**Supplied data**
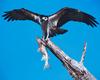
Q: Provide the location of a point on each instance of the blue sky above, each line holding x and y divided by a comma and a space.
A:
19, 59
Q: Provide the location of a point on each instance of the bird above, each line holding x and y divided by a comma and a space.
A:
51, 24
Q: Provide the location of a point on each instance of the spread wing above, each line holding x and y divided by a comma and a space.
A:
70, 14
21, 14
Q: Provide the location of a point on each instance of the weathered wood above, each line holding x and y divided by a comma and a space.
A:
76, 69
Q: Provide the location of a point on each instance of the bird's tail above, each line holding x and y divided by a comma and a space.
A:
57, 32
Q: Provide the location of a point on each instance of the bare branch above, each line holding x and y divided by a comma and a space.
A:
43, 50
76, 69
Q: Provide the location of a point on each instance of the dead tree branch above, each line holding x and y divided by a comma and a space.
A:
76, 69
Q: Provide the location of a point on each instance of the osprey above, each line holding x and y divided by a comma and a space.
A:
51, 24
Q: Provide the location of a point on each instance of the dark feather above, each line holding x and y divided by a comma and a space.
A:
70, 14
20, 14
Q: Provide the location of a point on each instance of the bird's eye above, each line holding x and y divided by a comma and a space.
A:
45, 18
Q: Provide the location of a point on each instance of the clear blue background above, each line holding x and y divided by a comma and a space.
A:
19, 59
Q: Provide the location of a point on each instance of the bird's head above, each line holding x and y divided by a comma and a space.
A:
43, 19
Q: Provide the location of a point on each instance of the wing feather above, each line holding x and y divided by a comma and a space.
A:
69, 14
20, 14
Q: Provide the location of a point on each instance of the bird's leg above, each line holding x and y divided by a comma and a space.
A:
47, 35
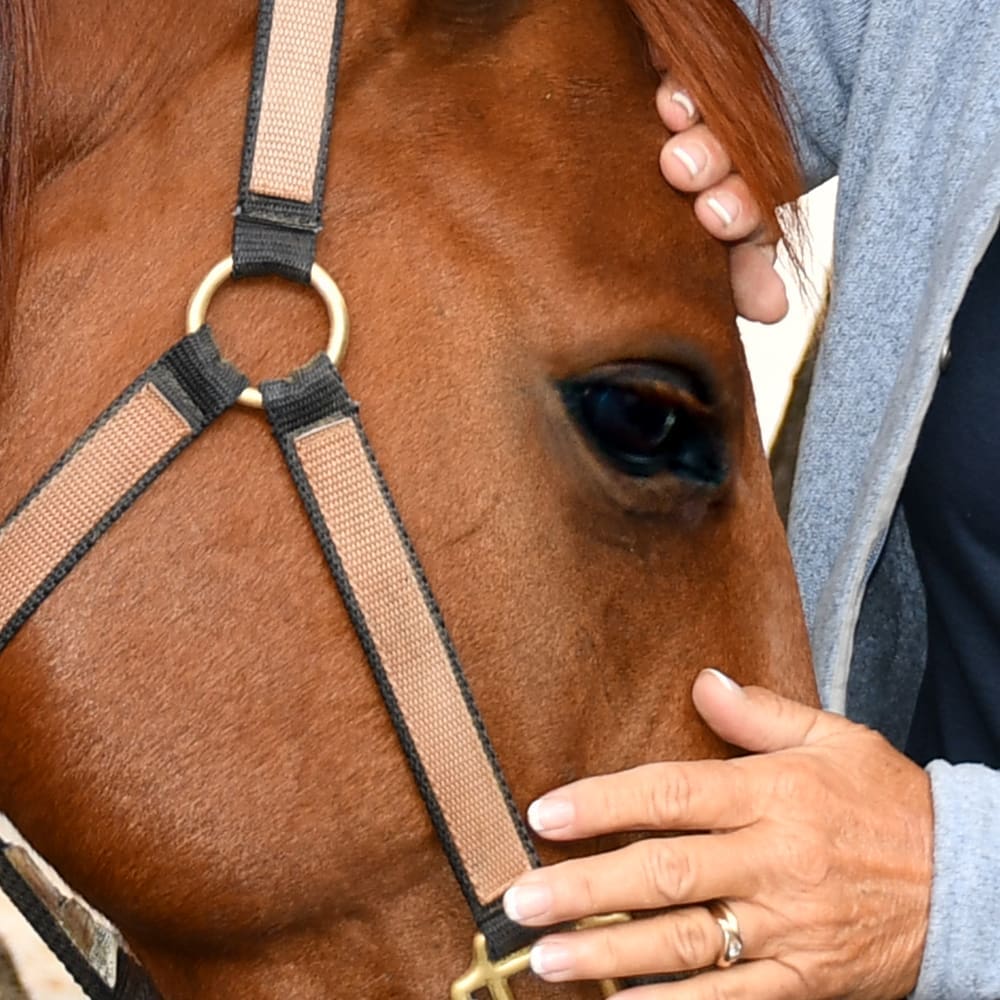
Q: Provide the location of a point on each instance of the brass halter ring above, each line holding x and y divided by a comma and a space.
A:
326, 287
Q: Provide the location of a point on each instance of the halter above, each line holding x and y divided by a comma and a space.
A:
370, 556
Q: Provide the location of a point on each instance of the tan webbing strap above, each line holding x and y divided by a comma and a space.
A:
294, 99
289, 117
412, 653
408, 647
75, 499
106, 470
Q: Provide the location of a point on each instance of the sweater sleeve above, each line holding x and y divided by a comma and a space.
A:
960, 958
815, 48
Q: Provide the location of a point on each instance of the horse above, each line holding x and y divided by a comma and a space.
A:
188, 730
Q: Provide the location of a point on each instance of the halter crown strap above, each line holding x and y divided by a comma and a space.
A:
289, 117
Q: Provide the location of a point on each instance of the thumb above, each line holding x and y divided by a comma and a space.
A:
757, 719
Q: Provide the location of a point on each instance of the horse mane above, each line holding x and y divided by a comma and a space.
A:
723, 62
17, 38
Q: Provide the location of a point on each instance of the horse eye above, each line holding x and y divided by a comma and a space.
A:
645, 420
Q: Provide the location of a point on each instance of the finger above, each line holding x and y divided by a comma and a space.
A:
680, 941
758, 290
675, 105
764, 980
647, 875
757, 719
729, 211
694, 160
697, 795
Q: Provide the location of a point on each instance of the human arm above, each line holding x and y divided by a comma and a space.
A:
961, 960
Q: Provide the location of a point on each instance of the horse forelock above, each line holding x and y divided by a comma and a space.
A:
16, 59
723, 61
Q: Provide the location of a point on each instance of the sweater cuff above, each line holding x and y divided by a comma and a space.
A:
961, 957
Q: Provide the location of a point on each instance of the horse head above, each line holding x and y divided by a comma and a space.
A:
545, 352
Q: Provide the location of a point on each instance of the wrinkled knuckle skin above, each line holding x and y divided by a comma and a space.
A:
669, 875
689, 940
807, 863
671, 800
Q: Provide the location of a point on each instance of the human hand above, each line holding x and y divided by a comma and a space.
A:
694, 161
820, 843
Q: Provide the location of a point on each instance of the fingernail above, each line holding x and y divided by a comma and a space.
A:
550, 813
549, 959
726, 681
680, 97
726, 207
693, 157
526, 902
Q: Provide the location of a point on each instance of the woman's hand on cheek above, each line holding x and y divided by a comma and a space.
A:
820, 844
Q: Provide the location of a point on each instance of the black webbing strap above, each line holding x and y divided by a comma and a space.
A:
283, 172
311, 399
130, 983
192, 379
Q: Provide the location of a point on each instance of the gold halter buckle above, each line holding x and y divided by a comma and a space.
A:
495, 976
325, 287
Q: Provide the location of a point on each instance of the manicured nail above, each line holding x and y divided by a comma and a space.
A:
693, 158
680, 97
526, 902
726, 207
724, 680
550, 813
549, 959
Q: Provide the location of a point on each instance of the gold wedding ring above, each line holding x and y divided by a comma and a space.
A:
731, 950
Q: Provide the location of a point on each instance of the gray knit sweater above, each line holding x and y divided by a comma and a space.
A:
902, 99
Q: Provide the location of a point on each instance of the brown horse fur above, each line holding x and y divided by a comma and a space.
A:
187, 728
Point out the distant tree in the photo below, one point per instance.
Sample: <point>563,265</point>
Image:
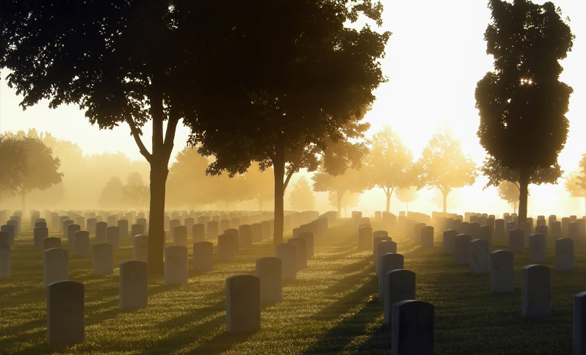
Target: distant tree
<point>41,167</point>
<point>188,183</point>
<point>112,196</point>
<point>509,192</point>
<point>302,75</point>
<point>407,195</point>
<point>350,199</point>
<point>522,103</point>
<point>260,184</point>
<point>302,198</point>
<point>14,163</point>
<point>444,166</point>
<point>576,182</point>
<point>350,181</point>
<point>389,163</point>
<point>135,191</point>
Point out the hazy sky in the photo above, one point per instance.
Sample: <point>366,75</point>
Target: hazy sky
<point>434,59</point>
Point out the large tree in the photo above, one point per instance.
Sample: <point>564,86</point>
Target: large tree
<point>301,75</point>
<point>123,62</point>
<point>522,104</point>
<point>444,166</point>
<point>576,182</point>
<point>389,164</point>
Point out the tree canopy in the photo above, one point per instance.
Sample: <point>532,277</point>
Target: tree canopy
<point>522,104</point>
<point>389,164</point>
<point>444,166</point>
<point>298,76</point>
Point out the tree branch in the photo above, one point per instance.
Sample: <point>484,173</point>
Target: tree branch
<point>136,135</point>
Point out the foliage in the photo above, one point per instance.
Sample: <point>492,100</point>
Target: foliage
<point>351,181</point>
<point>298,75</point>
<point>522,104</point>
<point>389,164</point>
<point>14,163</point>
<point>301,197</point>
<point>444,166</point>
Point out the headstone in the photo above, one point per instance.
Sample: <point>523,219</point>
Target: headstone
<point>270,272</point>
<point>39,233</point>
<point>479,257</point>
<point>227,247</point>
<point>101,232</point>
<point>288,254</point>
<point>365,237</point>
<point>180,235</point>
<point>412,328</point>
<point>242,304</point>
<point>133,290</point>
<point>175,265</point>
<point>536,291</point>
<point>449,241</point>
<point>398,285</point>
<point>580,324</point>
<point>72,228</point>
<point>51,242</point>
<point>537,248</point>
<point>55,266</point>
<point>4,260</point>
<point>516,241</point>
<point>427,237</point>
<point>122,225</point>
<point>388,262</point>
<point>383,247</point>
<point>203,256</point>
<point>564,254</point>
<point>462,249</point>
<point>81,243</point>
<point>65,313</point>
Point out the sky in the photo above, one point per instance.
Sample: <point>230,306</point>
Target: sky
<point>434,59</point>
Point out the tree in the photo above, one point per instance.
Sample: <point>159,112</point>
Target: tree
<point>389,164</point>
<point>41,168</point>
<point>128,62</point>
<point>443,164</point>
<point>14,163</point>
<point>576,182</point>
<point>298,78</point>
<point>509,192</point>
<point>302,198</point>
<point>522,103</point>
<point>349,182</point>
<point>407,195</point>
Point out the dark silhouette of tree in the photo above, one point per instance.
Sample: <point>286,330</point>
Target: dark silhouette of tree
<point>297,78</point>
<point>444,166</point>
<point>576,182</point>
<point>522,103</point>
<point>407,195</point>
<point>35,169</point>
<point>509,192</point>
<point>301,197</point>
<point>389,164</point>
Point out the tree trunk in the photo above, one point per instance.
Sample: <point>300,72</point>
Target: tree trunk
<point>156,240</point>
<point>524,176</point>
<point>279,173</point>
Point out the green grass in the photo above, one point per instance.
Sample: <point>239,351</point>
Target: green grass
<point>332,307</point>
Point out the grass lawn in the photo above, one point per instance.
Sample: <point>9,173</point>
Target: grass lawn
<point>331,308</point>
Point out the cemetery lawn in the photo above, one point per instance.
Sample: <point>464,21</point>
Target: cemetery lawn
<point>331,308</point>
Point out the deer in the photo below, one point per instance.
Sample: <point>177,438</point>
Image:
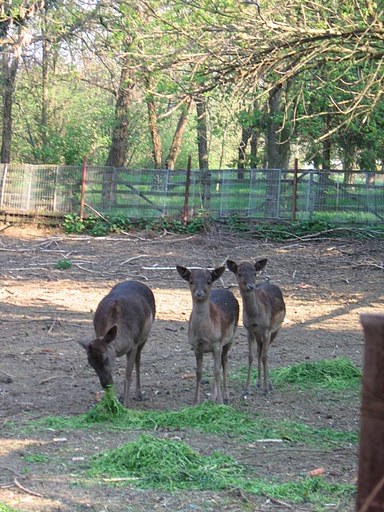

**Your instructions**
Once the lines of the entries containing the word "blue" have been counted, report the number alone.

**The answer**
2